Reproduce the stretch of the records below that opens with the line containing "of the blonde" and closes with the line containing "[(889, 496)]", including both of those lines, with every character unchanged.

━━━━━ Raw data ━━━━━

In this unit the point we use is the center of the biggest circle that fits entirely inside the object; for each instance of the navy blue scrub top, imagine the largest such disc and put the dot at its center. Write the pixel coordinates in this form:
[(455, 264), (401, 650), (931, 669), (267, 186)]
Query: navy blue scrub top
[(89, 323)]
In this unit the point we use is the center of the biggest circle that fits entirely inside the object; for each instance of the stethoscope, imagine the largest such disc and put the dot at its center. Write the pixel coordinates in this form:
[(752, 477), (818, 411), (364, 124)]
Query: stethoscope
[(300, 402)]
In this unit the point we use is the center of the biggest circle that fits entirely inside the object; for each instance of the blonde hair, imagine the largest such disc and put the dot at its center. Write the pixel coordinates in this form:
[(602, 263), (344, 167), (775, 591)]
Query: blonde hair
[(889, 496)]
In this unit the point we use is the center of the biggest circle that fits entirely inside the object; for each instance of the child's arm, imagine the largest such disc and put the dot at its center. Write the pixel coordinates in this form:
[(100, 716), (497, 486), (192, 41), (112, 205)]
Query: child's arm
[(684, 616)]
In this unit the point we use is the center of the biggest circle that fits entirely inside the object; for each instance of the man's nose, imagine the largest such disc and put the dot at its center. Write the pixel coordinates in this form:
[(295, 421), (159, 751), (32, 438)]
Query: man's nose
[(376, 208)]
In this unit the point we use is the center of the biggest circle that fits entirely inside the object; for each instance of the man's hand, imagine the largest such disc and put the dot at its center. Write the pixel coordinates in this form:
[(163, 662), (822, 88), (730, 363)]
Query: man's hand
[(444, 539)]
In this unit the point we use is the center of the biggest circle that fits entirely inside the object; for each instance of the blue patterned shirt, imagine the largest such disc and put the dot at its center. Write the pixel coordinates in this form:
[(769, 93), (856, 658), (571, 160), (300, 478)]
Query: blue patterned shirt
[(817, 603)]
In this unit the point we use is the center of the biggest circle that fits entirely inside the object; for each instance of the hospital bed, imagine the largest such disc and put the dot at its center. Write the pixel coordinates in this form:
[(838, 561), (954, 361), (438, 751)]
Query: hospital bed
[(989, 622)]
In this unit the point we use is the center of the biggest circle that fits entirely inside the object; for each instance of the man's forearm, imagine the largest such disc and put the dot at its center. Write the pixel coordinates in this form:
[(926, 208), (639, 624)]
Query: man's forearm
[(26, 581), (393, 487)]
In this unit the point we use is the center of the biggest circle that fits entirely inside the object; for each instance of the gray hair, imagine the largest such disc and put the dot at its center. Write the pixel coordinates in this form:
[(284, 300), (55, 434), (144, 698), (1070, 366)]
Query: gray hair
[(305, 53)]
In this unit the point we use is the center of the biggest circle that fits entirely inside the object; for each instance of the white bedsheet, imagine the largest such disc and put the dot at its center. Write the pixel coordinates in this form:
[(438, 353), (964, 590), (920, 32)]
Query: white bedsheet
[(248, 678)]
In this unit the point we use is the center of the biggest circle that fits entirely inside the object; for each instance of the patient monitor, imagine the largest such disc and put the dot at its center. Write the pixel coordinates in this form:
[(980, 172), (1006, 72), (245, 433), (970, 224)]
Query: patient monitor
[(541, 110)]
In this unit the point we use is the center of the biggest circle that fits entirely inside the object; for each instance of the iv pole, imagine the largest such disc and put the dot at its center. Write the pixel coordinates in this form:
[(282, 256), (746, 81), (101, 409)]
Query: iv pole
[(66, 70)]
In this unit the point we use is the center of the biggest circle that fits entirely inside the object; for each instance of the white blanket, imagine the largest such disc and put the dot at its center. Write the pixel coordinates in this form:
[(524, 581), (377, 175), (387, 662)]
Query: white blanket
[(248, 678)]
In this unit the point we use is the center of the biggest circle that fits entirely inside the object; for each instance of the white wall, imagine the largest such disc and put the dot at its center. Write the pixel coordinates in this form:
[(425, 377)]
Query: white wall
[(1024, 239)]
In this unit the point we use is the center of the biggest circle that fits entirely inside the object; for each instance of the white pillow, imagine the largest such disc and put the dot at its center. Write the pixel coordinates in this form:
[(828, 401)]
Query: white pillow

━━━━━

_Output for this exercise_
In this unit the point we use is the center of the biggest circle that fits entirely inside the object; for each instance of the blonde hair, imagine the largest such disc and put the dot at its center. Write the pixel coordinates in this form:
[(602, 263), (344, 167), (775, 591)]
Query: blonde hair
[(889, 496)]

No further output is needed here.